[Opening Input data section]
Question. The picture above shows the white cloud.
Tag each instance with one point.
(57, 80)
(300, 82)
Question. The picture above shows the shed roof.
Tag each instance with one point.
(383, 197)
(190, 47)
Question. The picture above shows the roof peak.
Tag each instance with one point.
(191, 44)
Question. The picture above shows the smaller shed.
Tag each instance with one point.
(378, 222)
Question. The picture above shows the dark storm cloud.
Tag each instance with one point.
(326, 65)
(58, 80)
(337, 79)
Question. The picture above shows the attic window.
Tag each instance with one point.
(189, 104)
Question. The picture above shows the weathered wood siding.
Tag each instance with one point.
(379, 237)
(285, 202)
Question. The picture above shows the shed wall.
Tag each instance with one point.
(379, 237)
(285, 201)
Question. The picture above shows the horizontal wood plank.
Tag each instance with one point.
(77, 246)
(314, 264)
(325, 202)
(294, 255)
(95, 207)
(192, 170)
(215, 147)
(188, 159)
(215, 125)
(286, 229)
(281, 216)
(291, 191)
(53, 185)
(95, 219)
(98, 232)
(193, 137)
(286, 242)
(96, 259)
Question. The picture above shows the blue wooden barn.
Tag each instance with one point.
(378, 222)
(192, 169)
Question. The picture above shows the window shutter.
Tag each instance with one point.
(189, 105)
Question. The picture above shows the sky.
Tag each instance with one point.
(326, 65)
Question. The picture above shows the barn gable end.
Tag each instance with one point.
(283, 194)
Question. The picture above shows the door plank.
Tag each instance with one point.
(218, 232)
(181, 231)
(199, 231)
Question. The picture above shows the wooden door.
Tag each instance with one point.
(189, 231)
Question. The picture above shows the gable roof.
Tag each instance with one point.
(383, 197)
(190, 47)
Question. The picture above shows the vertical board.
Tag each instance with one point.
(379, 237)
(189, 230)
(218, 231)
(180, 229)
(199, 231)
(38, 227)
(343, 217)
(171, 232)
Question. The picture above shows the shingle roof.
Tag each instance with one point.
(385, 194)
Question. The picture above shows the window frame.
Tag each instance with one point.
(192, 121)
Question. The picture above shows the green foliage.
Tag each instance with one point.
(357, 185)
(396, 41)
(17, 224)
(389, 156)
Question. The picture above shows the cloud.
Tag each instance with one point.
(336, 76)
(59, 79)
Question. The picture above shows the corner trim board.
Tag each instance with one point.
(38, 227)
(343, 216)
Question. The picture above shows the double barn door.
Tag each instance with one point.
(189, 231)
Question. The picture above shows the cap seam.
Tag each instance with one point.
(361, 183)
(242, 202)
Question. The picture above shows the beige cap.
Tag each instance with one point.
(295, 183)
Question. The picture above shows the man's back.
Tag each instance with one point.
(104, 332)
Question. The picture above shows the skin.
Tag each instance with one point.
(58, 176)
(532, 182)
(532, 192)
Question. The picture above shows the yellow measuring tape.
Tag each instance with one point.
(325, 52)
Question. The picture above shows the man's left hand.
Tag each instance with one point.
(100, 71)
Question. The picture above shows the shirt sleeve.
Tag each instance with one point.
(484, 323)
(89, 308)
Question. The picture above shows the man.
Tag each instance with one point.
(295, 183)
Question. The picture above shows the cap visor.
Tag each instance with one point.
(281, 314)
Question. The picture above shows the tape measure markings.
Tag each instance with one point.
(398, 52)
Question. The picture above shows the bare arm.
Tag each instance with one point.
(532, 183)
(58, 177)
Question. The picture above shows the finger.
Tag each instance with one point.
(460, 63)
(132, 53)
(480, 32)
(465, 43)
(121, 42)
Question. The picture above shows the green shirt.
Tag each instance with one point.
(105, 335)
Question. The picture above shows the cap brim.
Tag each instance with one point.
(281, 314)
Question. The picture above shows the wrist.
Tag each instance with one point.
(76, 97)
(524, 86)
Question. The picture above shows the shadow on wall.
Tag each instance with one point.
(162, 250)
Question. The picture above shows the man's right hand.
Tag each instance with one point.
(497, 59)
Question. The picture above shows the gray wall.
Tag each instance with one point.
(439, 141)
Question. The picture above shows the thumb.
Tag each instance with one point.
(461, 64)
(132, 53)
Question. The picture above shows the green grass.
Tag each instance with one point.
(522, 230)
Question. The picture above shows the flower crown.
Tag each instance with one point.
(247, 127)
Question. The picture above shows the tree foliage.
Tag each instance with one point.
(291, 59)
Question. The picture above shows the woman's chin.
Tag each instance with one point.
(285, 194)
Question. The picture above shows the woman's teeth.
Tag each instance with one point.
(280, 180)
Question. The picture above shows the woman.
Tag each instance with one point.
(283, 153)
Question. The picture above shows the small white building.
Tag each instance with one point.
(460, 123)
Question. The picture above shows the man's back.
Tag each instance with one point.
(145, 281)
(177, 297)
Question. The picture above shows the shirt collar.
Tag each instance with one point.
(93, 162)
[Closing Input data section]
[Opening Input data section]
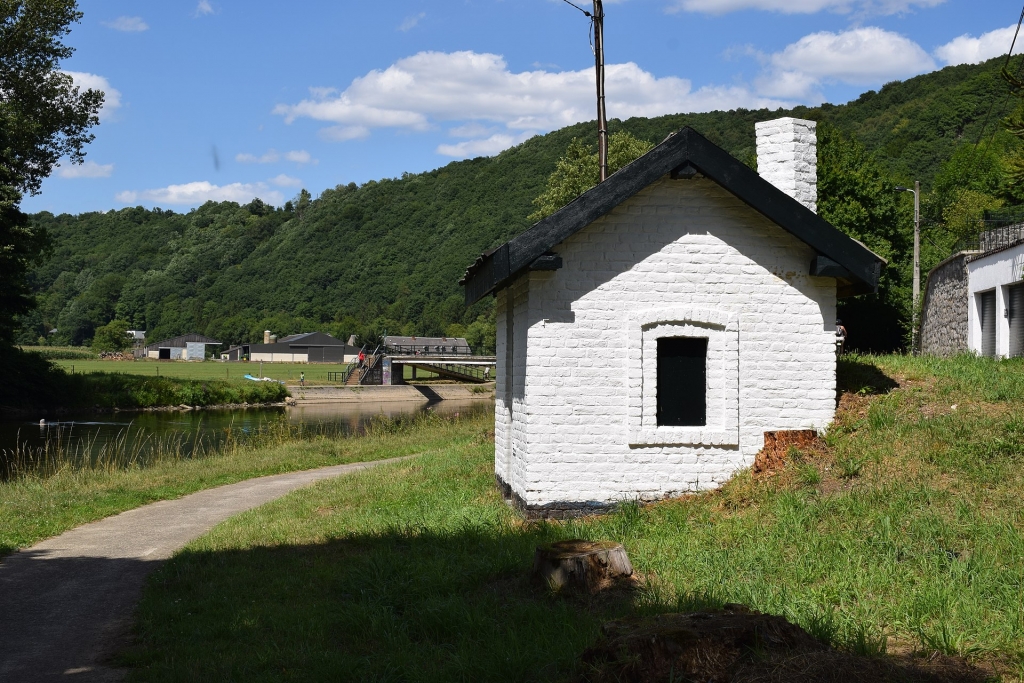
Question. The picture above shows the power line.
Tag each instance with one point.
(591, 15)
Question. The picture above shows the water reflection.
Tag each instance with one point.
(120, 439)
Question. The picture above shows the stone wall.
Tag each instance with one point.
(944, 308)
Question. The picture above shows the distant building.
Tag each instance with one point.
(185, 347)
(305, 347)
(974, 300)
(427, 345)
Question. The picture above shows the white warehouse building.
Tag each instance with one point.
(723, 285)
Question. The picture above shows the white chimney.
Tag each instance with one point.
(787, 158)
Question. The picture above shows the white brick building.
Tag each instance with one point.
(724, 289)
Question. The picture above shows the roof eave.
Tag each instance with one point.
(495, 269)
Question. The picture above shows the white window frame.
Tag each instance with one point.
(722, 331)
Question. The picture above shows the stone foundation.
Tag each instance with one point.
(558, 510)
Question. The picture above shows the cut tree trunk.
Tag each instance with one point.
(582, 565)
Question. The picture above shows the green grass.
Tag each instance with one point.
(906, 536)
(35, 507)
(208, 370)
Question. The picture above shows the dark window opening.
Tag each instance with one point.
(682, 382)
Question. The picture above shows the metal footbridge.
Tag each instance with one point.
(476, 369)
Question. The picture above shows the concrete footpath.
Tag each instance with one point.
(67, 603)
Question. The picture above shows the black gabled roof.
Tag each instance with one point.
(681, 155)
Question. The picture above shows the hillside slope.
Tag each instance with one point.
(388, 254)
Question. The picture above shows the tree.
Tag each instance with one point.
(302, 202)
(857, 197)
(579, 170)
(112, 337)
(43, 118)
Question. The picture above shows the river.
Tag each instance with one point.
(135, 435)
[Closing Input data section]
Exercise goal:
Within the data above, how many lines include "door"? The number alone is the answer.

Answer to the problem:
3